*DIRECTIONS FOR THIS TASK*. Find each line in the data below that contains the word "bird" and copy those lines.

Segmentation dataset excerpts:

## begin

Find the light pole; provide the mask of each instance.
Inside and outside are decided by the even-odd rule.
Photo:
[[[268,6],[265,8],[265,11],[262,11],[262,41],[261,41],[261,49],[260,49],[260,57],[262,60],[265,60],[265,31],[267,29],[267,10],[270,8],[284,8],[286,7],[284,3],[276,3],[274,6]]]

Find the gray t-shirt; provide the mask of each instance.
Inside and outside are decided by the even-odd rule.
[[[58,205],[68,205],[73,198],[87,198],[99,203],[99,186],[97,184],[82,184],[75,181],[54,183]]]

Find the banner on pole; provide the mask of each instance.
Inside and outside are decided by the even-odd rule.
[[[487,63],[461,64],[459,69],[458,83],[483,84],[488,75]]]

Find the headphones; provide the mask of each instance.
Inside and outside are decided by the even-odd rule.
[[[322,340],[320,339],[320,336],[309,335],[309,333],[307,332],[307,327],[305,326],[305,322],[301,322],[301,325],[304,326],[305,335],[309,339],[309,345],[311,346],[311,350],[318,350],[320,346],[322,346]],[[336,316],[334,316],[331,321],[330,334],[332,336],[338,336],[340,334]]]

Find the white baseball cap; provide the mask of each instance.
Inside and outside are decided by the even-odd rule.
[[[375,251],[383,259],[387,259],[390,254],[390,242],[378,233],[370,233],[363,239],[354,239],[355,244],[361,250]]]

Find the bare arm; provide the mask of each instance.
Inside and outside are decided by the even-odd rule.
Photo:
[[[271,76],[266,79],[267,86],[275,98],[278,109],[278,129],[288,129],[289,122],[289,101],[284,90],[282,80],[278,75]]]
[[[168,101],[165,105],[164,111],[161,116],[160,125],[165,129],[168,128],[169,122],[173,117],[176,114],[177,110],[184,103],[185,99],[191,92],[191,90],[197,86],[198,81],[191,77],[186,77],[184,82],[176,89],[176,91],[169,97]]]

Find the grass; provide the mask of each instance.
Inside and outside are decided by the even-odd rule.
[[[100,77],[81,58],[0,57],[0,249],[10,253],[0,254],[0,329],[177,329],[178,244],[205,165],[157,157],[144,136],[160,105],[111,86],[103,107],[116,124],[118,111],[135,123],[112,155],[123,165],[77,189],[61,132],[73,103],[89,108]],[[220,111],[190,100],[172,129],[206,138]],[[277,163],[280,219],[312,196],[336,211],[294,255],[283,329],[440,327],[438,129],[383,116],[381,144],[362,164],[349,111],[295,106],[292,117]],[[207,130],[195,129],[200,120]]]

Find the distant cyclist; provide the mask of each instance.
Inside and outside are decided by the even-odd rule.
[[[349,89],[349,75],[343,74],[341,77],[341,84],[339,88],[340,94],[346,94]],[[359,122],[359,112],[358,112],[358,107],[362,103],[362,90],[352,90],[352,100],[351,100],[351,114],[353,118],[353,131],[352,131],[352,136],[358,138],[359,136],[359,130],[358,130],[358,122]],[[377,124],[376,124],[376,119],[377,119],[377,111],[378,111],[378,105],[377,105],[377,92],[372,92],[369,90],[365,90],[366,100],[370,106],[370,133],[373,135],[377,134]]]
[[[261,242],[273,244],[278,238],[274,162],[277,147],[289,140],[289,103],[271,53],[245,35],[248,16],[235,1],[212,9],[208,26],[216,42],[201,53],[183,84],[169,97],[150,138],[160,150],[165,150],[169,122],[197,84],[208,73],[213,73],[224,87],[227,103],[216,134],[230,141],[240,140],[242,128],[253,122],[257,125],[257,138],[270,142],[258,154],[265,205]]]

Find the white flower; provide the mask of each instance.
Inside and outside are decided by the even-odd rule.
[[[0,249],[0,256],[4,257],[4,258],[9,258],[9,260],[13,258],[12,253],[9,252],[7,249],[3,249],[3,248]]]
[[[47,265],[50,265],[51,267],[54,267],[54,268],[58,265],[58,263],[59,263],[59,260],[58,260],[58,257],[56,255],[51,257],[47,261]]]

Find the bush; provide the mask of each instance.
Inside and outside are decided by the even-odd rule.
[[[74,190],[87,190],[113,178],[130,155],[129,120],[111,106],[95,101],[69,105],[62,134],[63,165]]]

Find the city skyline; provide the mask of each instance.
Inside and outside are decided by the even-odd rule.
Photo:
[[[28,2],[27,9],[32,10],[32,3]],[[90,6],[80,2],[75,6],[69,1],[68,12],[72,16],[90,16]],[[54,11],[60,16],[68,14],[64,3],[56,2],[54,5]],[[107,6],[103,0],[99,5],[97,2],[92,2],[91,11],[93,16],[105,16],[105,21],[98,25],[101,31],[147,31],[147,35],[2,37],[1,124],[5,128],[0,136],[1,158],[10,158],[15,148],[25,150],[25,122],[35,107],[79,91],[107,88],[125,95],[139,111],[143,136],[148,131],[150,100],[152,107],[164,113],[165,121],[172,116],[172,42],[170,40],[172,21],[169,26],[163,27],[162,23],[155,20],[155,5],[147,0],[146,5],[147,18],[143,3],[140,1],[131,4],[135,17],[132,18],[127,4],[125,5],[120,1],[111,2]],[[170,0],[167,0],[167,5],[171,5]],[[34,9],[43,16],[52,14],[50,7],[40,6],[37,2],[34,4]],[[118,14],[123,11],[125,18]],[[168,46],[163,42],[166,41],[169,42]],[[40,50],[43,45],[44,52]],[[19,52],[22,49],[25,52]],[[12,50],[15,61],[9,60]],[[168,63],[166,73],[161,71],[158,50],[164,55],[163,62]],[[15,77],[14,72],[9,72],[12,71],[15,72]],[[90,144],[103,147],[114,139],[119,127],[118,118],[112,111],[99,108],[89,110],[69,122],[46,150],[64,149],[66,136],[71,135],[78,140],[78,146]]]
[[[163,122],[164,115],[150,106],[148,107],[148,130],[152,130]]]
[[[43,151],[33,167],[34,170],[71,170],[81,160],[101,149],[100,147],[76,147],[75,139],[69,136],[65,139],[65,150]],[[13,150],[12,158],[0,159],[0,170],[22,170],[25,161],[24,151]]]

## end
## begin

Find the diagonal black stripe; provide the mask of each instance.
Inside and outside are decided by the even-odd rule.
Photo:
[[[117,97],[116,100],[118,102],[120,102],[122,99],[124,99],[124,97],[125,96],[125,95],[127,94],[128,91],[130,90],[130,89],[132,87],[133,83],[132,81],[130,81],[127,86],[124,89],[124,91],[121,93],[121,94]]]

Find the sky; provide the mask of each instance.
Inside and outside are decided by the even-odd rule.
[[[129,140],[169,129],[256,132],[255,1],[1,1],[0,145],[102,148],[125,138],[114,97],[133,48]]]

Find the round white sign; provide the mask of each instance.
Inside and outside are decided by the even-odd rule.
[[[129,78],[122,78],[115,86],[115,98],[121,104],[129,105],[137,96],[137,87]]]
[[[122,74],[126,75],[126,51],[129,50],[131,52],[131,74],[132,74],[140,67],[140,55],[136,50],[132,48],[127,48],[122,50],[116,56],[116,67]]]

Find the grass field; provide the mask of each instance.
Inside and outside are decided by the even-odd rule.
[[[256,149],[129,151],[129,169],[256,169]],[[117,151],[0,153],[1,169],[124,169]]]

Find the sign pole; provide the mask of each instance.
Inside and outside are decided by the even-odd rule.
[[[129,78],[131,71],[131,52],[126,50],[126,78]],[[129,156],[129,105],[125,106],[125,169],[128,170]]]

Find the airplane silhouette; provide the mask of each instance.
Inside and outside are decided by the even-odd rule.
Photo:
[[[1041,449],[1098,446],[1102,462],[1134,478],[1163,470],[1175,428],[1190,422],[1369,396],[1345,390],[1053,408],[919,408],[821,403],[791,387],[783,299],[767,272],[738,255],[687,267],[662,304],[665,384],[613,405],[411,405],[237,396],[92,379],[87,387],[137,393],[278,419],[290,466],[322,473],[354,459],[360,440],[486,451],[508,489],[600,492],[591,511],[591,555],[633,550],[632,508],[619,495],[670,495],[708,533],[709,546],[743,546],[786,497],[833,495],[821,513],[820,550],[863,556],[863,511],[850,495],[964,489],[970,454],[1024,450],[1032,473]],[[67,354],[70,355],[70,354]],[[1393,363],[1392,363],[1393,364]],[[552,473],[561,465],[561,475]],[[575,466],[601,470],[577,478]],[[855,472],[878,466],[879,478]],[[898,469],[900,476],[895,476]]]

## end
## begin

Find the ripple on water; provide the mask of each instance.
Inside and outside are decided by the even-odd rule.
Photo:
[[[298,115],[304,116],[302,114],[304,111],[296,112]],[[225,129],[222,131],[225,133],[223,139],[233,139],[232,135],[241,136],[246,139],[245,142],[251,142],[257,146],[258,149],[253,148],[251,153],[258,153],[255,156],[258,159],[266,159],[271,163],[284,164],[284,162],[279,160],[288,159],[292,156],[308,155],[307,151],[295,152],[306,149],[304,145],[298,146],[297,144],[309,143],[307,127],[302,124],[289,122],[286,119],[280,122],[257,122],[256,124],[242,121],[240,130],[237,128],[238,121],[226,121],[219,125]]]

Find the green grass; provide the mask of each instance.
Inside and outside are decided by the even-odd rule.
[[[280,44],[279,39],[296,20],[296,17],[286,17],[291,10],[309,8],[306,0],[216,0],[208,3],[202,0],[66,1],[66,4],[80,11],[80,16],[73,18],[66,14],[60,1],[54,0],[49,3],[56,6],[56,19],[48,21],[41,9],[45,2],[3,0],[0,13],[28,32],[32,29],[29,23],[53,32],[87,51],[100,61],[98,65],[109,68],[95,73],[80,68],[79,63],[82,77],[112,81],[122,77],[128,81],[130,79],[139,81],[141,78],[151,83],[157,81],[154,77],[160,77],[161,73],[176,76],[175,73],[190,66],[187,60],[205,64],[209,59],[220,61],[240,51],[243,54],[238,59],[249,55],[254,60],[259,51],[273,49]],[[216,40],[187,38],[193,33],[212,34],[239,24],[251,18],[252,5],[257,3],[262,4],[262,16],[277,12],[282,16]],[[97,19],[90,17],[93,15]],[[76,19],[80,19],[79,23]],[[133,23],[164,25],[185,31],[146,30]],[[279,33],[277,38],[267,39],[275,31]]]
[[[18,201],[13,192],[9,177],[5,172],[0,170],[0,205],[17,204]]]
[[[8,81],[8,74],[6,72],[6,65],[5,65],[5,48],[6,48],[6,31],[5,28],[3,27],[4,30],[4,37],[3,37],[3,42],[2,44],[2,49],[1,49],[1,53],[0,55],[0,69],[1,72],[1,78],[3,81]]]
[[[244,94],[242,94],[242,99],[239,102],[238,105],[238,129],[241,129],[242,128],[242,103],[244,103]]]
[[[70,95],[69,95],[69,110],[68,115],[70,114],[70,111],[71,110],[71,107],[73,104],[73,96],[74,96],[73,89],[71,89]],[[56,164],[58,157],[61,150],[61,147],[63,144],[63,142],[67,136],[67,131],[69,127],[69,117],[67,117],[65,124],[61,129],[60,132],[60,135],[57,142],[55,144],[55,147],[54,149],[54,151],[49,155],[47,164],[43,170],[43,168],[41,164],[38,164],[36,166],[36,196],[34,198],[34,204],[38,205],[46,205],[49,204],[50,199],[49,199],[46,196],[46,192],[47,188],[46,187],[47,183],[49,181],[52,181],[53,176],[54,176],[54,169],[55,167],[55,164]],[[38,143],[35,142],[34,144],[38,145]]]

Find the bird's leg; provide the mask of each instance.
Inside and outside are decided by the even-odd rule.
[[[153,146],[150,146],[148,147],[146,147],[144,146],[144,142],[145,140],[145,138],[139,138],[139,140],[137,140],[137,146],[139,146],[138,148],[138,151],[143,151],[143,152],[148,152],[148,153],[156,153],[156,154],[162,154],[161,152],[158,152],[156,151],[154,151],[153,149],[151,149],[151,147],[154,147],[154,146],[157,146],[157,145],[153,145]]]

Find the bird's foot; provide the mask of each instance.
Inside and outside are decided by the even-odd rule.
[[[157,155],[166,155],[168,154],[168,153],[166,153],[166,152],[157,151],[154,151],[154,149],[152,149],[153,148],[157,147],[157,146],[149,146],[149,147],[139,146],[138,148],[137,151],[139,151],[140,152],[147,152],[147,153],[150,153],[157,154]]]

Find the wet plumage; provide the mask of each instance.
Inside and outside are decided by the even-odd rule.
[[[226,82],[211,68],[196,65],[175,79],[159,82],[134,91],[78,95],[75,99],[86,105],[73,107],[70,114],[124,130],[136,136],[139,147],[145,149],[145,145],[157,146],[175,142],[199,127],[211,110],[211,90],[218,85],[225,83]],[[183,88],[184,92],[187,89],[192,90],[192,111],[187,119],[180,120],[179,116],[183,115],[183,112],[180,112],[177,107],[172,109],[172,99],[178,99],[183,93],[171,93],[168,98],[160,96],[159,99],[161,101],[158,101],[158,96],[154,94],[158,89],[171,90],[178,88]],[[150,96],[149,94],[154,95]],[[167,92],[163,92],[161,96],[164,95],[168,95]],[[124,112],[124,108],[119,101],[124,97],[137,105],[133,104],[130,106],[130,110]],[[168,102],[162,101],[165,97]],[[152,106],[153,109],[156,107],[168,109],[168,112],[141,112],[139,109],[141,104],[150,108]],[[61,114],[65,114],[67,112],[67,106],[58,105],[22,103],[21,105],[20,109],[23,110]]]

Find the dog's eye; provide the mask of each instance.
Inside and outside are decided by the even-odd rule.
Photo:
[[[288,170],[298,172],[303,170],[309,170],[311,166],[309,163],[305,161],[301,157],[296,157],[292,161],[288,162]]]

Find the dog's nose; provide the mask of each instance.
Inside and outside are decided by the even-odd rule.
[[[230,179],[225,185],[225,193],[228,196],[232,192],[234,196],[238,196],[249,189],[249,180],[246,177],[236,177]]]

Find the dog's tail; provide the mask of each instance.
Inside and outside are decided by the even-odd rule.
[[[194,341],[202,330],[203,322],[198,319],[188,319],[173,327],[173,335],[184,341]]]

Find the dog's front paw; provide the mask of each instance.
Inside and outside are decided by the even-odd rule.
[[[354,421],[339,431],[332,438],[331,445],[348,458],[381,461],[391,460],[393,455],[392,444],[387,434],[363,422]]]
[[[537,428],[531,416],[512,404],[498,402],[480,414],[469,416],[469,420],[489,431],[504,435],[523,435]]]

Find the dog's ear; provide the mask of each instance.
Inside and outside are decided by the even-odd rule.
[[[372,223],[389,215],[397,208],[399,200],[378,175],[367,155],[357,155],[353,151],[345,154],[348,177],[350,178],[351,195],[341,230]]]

## end

*ANSWER TO THIS TASK*.
Find the bird's leg; provide the mask of each instance.
Find the bird's foot; provide the mask of each instance.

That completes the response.